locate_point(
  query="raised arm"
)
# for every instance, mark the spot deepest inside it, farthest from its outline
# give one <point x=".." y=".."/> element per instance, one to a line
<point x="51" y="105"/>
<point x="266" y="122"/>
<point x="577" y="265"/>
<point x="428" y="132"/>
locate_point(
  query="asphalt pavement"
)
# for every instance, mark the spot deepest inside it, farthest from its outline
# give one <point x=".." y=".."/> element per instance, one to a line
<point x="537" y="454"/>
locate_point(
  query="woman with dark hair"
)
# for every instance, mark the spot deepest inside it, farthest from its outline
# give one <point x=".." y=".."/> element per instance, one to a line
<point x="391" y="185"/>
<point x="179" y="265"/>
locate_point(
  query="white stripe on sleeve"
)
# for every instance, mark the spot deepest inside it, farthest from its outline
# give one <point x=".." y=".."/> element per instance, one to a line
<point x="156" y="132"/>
────────────────
_Instructions to follow_.
Retype the whole listing above exactly.

_Your solution_.
locate_point(
  query="raised arm"
)
# for every instance, mark the spot deepest inside it, farthest from its outline
# give one <point x=".." y=".."/> element per instance, one to a line
<point x="51" y="105"/>
<point x="266" y="122"/>
<point x="577" y="265"/>
<point x="428" y="132"/>
locate_point(
  query="asphalt pavement"
)
# for every instance, mark the spot deepest inside it, farthest from its outline
# give one <point x=".." y=".."/> element per instance, one to a line
<point x="537" y="454"/>
locate_point(
  query="woman with dark hair"
)
# for every instance, mark the spot deepest inside it, farthest from its outline
# give one <point x=".." y=".."/> element per instance, one to a line
<point x="391" y="185"/>
<point x="179" y="265"/>
locate_point(
  query="white stripe on sleeve"
)
# for every instance, mark the spot deepest inside it, farthest from its outline
# give one <point x=".." y=".."/> element per instance, one to a line
<point x="156" y="132"/>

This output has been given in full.